#### Problem statement:
Each entry below should be reproduced character for character.
— START OF Dataset extract —
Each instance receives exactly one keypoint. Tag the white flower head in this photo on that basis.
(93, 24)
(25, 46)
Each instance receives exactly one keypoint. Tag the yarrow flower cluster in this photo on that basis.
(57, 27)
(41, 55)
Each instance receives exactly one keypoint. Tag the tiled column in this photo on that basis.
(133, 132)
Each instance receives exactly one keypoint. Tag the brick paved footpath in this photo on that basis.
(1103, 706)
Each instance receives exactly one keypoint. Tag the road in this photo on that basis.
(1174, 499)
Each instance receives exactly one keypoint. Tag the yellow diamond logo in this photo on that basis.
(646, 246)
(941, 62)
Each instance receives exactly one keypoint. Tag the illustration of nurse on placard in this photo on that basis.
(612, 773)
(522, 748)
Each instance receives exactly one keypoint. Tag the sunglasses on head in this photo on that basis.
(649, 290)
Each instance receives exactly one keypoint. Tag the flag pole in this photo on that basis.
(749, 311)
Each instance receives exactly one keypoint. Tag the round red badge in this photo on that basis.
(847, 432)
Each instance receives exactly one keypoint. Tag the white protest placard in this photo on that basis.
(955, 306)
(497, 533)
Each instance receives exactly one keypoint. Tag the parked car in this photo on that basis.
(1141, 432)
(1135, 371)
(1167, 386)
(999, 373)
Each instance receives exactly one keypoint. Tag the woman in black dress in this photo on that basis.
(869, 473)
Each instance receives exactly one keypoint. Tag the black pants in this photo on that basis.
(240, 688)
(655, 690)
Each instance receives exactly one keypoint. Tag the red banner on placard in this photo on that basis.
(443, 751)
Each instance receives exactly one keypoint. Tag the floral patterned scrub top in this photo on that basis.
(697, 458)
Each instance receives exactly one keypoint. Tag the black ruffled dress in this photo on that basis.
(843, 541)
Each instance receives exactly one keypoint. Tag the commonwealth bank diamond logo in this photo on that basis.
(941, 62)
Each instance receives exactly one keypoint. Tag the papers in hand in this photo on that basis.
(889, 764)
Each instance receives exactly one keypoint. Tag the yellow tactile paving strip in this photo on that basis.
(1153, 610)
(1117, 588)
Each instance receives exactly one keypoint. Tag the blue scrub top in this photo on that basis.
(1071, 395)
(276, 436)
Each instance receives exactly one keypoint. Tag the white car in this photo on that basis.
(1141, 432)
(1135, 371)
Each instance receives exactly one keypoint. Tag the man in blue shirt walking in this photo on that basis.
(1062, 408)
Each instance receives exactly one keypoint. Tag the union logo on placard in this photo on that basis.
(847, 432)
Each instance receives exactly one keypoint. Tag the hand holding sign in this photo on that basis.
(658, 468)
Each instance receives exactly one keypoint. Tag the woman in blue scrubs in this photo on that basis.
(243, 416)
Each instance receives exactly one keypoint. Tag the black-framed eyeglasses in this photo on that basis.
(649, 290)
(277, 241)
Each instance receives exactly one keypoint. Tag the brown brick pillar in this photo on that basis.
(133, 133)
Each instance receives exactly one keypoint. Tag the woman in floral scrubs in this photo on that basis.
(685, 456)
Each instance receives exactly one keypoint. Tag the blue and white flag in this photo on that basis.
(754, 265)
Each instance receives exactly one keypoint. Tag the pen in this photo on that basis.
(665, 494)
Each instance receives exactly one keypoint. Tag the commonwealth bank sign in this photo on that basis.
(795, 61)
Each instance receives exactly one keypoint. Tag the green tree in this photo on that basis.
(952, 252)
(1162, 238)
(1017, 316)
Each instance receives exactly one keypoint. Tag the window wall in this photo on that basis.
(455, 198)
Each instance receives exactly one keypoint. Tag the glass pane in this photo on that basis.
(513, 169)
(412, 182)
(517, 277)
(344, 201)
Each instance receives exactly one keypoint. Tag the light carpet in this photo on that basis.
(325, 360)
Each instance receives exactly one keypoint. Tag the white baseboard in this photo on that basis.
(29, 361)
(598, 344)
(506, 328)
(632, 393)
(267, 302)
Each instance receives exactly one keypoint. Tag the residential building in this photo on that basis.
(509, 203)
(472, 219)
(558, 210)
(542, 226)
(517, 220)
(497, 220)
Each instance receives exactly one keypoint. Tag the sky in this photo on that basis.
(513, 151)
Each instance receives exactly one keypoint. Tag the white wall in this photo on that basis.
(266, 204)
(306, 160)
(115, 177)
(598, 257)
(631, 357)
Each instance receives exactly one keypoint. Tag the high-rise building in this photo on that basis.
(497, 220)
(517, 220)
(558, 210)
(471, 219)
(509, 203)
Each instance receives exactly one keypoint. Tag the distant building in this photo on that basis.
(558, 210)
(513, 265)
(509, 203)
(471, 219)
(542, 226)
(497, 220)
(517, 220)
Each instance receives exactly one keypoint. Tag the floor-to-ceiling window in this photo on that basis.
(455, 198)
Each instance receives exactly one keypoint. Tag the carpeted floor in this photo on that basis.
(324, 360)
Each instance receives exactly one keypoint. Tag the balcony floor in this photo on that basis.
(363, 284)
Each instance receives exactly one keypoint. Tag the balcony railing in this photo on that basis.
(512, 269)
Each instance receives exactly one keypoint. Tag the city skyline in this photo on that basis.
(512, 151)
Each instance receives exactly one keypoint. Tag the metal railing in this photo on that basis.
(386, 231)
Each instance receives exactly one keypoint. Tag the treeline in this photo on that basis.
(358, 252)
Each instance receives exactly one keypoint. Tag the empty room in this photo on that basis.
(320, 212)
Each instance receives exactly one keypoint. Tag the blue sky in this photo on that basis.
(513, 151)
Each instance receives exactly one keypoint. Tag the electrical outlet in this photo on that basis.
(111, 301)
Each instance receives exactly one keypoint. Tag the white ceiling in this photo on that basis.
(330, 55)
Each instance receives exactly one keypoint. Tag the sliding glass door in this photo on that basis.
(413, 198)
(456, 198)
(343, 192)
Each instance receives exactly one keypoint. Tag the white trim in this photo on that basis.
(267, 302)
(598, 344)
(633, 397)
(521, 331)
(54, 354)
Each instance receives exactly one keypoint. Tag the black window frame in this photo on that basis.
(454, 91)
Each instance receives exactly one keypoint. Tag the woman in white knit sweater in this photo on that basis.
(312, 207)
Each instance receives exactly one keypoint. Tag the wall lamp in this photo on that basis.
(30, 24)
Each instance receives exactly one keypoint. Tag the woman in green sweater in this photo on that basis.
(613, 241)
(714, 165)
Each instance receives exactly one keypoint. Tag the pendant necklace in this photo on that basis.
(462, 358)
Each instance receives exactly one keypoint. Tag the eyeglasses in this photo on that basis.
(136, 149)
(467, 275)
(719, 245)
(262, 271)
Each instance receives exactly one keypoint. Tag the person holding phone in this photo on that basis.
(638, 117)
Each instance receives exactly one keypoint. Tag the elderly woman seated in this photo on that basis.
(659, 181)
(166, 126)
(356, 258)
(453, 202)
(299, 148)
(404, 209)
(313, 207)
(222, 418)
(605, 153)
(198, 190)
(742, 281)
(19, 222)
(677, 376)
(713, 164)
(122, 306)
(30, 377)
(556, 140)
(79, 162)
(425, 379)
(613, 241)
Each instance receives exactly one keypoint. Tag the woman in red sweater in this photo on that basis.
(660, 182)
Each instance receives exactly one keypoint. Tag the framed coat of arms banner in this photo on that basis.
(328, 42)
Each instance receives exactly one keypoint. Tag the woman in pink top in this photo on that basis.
— END OF Dataset extract —
#### Exercise response:
Each instance receives exactly one keypoint. Tag the white flower head in this photo on that basis.
(93, 24)
(25, 46)
Each instance receives exactly one keypoint. Tag the yarrow flower cluster in this photo on that basis.
(57, 27)
(41, 55)
Each instance receives exactly one keypoint. Tag the tiled column in this photo on that basis.
(133, 132)
Each instance receives exactly one keypoint. Tag the brick paved footpath in this photo on that basis.
(1103, 706)
Each instance receives exactly one keypoint. Tag the road in this photo on that basis.
(1174, 499)
Each instance receives exactly one keypoint. Tag the yellow diamond logo in this photo on that basis.
(646, 246)
(941, 62)
Each instance receives exactly one keypoint. Tag the illustration of nurse on placard in this photo on that basis.
(612, 773)
(522, 748)
Each instance receives exactly one keypoint. Tag the sunglasses on head in this photo on that basis.
(649, 290)
Each instance receives exactly one keypoint. Tag the flag pole in this photo on that basis.
(749, 311)
Each instance receives exactly one keypoint. Tag the round red badge in this photo on that basis.
(847, 432)
Each instance receives exactly one keypoint. Tag the white protest placard in this photo on that basis.
(955, 306)
(497, 533)
Each instance receives exactly one keypoint. Tag the parked car in this photo on that basis.
(1141, 432)
(1135, 371)
(1167, 386)
(999, 373)
Each instance receives exactly one keypoint. Tag the woman in black dress in this photo on that basis.
(869, 473)
Each instance receives exactly one keypoint. Tag the black pants in this photo on that basis.
(240, 688)
(655, 690)
Each instance receives exactly one keypoint. Tag the red banner on placard in this photo on that basis.
(443, 751)
Each instance receives exactly one keypoint. Tag the floral patterned scrub top in this photo on that basis.
(697, 458)
Each instance receives exactly one keypoint. Tag the black ruffled dress in this photo on that basis.
(843, 541)
Each instance receives exactly one keypoint. Tag the commonwealth bank diamond logo in this photo on that basis.
(941, 62)
Each instance receives exactly one keypoint. Tag the papers in hand in this photo on that basis.
(889, 764)
Each instance receives exactly one keypoint. Tag the yellow tactile paving strip in this photo on that basis.
(1153, 610)
(1117, 588)
Each instance receives exactly one keypoint. Tag the blue scrub top in this photo on that basis.
(1071, 395)
(276, 436)
Each instance receives exactly one keypoint. Tag the white car in this photo on that basis.
(1141, 432)
(1135, 371)
Each instance receives exactly one keypoint. Tag the man in blue shirt walking in this photo on that basis.
(1062, 408)
Each instance receives exactly one keypoint. Tag the union logo on placard in this photo on that basis.
(847, 432)
Each instance receives exactly one keypoint. Tag the hand holding sign in this photo on that basis.
(658, 468)
Each instance receives exactly one keypoint. Tag the woman in blue scrubs in this photo on that basis.
(243, 416)
Each instance receives exactly one keypoint. Tag the black-framed eyeglasses in this photo on that basis.
(649, 290)
(277, 241)
Each instance receives exactly one keypoint. Tag the brown brick pillar in this photo on that basis.
(133, 133)
Each instance receives exactly one keypoint. Tag the woman in floral scrubs in this photo on that basis.
(685, 456)
Each instance receives exactly one keypoint. Tag the blue and white flag in this photo on that basis.
(754, 265)
Each instance receives exactly one keypoint. Tag the pen in this photo on that basis.
(665, 494)
Each instance receives exactly one keypoint. Tag the commonwealth bank sign in this photo on that basis.
(795, 61)
Each instance receives exactly one keypoint. Tag the green tree in this photo on that basis.
(952, 252)
(1162, 238)
(1017, 316)
Each instance receives exactly one keypoint. Tag the window wall in this photo on that basis.
(455, 198)
Each instance receives exactly one keypoint. Tag the glass pane in this photo on that basis.
(513, 169)
(412, 182)
(517, 277)
(344, 201)
Each instance receives exactly one keypoint. Tag the light carpet in this photo on that basis.
(325, 360)
Each instance receives exactly one keypoint. Tag the white baseboard in this photo on that basis.
(29, 361)
(598, 344)
(506, 328)
(632, 393)
(267, 302)
Each instance receives exactly one keypoint. Tag the residential building in this photo on that basis.
(509, 203)
(472, 219)
(558, 210)
(542, 226)
(517, 220)
(497, 220)
Each instance receives exactly one keypoint. Tag the sky in this photo on that basis.
(513, 151)
Each instance receives exactly one keypoint. Tag the white wall in this photo on that basis.
(266, 204)
(306, 160)
(115, 177)
(598, 257)
(631, 357)
Each instance receives exactly one keypoint. Tag the high-rise building in this photo on that basis.
(497, 220)
(517, 220)
(558, 210)
(471, 219)
(509, 203)
Each instance receives exactly one keypoint. Tag the distant building in this photo on that basis.
(558, 210)
(513, 265)
(509, 203)
(471, 219)
(542, 226)
(497, 220)
(517, 220)
Each instance receives exactly one keypoint. Tag the floor-to-ceiling window in this photo on that basis.
(455, 198)
Each instance receives exactly one keypoint. Tag the carpeted floor in this photo on that basis.
(324, 360)
Each instance receives exactly one keypoint. Tag the balcony floor in this photo on that basis.
(363, 284)
Each instance receives exactly one keypoint. Tag the balcony railing in this photo on that basis.
(512, 269)
Each instance receives exactly one keypoint. Tag the city skyline in this photo on that basis.
(512, 151)
Each instance receives exactly one keypoint. Tag the metal railing in this photo on that basis.
(386, 231)
Each instance receives exactly one keypoint. Tag the treeline in this photo on that basis.
(358, 252)
Each instance receives exactly one keypoint. Tag the empty room in this photo on that basis.
(320, 212)
Each instance receives exactly one keypoint. Tag the blue sky in this photo on that basis.
(513, 151)
Each instance receives exactly one keypoint. Tag the electrical outlet in this photo on that basis.
(111, 301)
Each instance receives exactly one keypoint. Tag the white ceiling in this photo on that basis.
(330, 55)
Each instance receives exactly one keypoint. Tag the sliding glass door in this photo on that basis.
(413, 198)
(456, 198)
(343, 192)
Each instance receives exactly one keypoint. Tag the white trim in this photo on that basis.
(267, 302)
(598, 344)
(633, 397)
(521, 331)
(54, 354)
Each instance receives exactly one keypoint. Tag the black window frame in this photo on that basis.
(454, 91)
Each instance receives exactly one keypoint. Tag the woman in white knit sweater in this photo on that basis.
(312, 207)
Each instance receives exactly one keypoint. Tag the wall lamp in this photo on that basis.
(30, 24)
Each instance receives exactly one keypoint. Tag the woman in green sweater in this photo on that basis.
(613, 241)
(714, 165)
Each instance receives exactly one keypoint. Tag the pendant necklace in this photo on that basis.
(462, 358)
Each instance receives exactly one keypoint. Tag the eyeglasses in this photo on that basis.
(136, 149)
(467, 275)
(719, 245)
(262, 271)
Each instance receives exactly one keypoint. Tag the person holding phone in this photo on that basis.
(638, 117)
Each instance receives exactly one keypoint. Tag the elderly woman seated in this photo on that basis.
(659, 181)
(166, 126)
(356, 258)
(453, 202)
(299, 148)
(404, 209)
(313, 207)
(222, 418)
(605, 153)
(198, 190)
(742, 281)
(19, 222)
(677, 376)
(713, 164)
(122, 306)
(30, 377)
(556, 140)
(79, 162)
(425, 379)
(613, 241)
Each instance receives exactly one keypoint. Tag the woman in red sweater in this photo on that basis.
(660, 182)
Each instance receives exactly one keypoint. Tag the framed coat of arms banner in this photo on that basis.
(328, 42)
Each instance receives exactly one keypoint. Tag the woman in pink top in this photo on that basis.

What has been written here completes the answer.